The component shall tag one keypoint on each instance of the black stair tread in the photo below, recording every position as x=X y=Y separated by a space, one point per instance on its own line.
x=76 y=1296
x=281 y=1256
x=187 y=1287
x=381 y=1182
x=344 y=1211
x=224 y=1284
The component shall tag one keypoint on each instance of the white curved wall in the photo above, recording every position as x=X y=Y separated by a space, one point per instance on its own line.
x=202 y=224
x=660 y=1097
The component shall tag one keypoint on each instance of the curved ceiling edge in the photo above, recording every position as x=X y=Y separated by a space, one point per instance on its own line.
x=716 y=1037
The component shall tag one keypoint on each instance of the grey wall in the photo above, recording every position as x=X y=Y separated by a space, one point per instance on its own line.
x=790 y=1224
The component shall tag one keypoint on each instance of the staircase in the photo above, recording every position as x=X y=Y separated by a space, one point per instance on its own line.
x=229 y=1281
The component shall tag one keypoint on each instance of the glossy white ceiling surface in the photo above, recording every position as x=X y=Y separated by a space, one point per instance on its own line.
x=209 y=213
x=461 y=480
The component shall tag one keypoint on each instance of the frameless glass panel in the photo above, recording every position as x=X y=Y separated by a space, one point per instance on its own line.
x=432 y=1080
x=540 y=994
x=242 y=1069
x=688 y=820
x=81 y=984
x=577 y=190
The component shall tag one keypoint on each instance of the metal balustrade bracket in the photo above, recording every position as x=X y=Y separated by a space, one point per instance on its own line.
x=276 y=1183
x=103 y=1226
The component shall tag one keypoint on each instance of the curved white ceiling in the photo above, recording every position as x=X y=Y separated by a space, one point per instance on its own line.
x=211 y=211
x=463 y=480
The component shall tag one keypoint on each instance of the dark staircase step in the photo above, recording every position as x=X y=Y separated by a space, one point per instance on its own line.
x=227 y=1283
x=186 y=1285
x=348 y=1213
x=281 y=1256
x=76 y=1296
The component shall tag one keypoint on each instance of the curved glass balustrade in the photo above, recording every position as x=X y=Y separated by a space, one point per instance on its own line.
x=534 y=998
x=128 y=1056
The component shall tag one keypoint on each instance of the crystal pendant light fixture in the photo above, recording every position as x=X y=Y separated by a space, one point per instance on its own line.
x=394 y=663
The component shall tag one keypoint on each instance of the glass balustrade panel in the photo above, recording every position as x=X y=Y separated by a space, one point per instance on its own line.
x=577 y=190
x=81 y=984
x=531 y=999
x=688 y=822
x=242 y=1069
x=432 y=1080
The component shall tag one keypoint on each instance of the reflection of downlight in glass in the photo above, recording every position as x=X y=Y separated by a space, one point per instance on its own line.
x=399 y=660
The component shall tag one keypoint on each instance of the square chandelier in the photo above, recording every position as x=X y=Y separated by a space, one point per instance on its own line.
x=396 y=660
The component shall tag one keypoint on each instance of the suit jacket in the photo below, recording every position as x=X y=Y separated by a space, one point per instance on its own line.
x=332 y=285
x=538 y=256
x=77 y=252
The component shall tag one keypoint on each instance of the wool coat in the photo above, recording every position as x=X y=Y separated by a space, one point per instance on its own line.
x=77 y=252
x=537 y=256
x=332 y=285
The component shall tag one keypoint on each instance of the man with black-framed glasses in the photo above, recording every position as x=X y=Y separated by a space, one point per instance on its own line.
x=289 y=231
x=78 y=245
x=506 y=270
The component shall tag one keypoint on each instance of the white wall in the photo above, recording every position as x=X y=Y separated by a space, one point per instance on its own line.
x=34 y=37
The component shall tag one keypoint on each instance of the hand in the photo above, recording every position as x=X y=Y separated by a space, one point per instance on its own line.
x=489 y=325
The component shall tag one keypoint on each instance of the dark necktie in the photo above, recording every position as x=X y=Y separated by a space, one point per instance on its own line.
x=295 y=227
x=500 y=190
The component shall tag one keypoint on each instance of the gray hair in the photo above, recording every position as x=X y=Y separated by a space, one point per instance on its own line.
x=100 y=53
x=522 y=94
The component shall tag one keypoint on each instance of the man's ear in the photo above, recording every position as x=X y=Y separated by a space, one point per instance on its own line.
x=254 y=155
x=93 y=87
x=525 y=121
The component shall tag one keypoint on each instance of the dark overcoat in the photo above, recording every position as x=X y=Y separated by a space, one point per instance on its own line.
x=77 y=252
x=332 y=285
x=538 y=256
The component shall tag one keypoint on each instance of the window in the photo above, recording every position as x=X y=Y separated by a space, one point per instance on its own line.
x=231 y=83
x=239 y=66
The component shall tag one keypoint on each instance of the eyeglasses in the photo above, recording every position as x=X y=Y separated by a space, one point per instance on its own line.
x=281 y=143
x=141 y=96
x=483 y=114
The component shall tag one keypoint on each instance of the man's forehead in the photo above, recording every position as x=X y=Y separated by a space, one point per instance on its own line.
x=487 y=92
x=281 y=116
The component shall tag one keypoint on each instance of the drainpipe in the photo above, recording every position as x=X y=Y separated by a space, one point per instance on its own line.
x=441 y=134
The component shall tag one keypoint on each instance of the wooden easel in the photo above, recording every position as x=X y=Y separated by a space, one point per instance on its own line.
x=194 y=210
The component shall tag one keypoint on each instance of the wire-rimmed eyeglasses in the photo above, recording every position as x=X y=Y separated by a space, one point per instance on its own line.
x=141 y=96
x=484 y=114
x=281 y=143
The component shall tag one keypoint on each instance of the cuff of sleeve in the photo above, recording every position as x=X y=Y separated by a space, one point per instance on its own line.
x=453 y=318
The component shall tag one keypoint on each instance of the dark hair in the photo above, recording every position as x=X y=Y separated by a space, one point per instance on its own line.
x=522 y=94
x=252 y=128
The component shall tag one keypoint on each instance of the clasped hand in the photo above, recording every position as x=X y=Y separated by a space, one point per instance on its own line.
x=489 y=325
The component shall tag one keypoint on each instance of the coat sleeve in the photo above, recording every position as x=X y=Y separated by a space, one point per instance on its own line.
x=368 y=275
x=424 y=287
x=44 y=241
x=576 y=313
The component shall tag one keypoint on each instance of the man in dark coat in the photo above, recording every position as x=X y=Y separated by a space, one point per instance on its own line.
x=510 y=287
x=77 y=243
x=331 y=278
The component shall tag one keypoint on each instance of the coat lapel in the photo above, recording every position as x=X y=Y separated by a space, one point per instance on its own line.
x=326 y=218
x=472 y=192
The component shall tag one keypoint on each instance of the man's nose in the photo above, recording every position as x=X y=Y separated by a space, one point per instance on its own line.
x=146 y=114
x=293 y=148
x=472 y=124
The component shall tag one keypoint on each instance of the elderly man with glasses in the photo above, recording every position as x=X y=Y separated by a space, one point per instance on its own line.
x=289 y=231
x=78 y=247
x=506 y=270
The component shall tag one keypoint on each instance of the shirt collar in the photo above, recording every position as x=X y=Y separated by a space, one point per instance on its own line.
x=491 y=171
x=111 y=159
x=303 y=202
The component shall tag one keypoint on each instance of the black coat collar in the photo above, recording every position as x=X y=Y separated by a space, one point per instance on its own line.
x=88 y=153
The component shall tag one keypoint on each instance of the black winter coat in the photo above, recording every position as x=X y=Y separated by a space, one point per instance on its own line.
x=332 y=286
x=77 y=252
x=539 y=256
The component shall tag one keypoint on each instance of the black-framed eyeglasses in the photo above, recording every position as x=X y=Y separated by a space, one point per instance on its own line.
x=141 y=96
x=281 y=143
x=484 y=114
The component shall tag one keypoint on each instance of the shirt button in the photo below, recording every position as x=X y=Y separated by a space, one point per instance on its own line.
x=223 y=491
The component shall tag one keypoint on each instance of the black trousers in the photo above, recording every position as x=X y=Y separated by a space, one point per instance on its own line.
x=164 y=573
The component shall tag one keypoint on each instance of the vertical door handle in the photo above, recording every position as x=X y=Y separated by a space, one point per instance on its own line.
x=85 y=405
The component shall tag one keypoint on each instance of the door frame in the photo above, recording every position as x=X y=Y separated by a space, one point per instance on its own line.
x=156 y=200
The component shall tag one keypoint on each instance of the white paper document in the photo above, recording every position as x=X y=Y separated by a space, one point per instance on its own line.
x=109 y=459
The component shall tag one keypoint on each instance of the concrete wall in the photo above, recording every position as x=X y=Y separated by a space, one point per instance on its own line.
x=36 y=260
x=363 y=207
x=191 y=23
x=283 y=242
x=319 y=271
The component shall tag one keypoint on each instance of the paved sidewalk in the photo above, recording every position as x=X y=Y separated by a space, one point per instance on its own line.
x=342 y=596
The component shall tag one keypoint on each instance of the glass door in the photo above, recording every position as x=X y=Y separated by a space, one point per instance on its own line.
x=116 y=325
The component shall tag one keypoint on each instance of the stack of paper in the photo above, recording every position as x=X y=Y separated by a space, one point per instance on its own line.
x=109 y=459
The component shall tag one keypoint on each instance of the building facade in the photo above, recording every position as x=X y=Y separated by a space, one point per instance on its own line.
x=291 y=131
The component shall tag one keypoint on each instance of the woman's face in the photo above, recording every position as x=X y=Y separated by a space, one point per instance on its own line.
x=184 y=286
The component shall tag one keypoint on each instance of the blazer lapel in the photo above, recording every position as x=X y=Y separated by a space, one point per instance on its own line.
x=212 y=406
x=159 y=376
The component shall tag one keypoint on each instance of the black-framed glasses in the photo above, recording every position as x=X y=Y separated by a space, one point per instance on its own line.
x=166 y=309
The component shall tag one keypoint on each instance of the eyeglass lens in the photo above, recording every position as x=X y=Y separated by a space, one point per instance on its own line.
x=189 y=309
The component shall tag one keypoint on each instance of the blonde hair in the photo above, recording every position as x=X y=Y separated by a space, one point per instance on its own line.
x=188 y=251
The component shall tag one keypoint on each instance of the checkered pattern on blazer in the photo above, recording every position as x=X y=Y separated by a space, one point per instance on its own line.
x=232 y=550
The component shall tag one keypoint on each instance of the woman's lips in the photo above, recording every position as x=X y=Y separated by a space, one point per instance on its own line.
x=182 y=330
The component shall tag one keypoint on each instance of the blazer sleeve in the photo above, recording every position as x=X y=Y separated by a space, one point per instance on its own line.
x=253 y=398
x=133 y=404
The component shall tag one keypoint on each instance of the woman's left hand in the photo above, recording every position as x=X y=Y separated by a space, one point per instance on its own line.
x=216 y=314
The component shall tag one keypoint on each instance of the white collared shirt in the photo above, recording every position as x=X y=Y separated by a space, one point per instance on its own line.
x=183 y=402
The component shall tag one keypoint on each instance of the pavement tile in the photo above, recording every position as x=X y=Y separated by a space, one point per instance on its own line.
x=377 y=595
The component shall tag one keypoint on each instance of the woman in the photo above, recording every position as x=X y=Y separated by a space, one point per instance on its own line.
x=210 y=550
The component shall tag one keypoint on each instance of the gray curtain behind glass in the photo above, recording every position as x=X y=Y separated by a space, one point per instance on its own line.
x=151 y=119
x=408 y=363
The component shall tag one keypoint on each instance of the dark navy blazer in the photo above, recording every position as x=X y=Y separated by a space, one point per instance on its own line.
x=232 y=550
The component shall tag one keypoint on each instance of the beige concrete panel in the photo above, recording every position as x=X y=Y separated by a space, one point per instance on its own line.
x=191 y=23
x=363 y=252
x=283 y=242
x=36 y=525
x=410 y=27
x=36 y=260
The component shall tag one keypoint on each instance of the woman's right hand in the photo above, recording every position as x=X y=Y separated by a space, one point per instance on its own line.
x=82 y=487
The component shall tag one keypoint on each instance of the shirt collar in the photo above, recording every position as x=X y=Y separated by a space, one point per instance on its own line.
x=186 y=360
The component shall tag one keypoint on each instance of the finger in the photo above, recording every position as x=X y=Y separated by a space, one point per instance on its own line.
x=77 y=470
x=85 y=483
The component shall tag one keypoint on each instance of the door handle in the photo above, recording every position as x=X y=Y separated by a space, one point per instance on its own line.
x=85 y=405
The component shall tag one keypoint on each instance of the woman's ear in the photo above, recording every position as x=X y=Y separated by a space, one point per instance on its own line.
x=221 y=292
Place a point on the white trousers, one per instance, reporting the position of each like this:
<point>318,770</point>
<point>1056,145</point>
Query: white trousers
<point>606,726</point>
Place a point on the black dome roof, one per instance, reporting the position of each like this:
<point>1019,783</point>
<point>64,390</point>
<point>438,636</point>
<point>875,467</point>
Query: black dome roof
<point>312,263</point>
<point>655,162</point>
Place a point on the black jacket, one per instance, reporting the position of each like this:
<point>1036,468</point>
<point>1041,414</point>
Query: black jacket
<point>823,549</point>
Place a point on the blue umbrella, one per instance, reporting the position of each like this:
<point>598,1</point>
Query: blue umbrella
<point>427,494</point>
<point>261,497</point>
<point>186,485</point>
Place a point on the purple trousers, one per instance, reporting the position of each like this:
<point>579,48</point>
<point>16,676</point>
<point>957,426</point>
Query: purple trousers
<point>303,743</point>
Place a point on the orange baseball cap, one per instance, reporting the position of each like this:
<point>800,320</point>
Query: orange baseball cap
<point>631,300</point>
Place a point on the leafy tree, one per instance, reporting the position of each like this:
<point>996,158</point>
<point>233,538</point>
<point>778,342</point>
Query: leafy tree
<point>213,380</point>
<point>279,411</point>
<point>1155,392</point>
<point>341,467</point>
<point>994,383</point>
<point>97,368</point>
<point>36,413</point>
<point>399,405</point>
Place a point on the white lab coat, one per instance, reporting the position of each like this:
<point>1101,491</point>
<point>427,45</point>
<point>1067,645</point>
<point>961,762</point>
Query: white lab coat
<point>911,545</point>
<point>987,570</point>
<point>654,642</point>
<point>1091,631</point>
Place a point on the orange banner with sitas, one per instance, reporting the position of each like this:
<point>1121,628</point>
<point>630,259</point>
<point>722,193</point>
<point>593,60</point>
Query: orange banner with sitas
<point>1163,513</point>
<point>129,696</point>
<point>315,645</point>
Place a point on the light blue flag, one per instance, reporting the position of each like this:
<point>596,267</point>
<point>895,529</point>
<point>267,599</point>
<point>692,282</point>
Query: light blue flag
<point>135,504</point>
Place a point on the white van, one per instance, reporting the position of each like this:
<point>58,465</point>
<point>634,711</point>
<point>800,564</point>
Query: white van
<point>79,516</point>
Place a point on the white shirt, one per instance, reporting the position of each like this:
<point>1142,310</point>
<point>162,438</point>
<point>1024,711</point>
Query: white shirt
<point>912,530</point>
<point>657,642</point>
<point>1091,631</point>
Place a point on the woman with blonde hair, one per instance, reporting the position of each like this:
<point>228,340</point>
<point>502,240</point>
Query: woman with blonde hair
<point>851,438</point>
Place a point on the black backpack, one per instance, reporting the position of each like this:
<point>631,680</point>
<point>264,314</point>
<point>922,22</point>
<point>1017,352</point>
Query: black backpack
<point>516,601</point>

WHAT TO PRODUCE –
Starting with the line that contains "Place a point on the woman", repeat each line through the last one exactly as it appears. Include both ends and nothing more.

TASK ANSWER –
Place a point on the woman with blonde hair, one per instance, reporting the position of each like this:
<point>228,340</point>
<point>502,240</point>
Query: woman with blonde hair
<point>851,438</point>
Place a point on the black backpack, one per instance, reporting the position of each like this:
<point>631,680</point>
<point>264,314</point>
<point>922,22</point>
<point>1017,352</point>
Query: black backpack
<point>516,601</point>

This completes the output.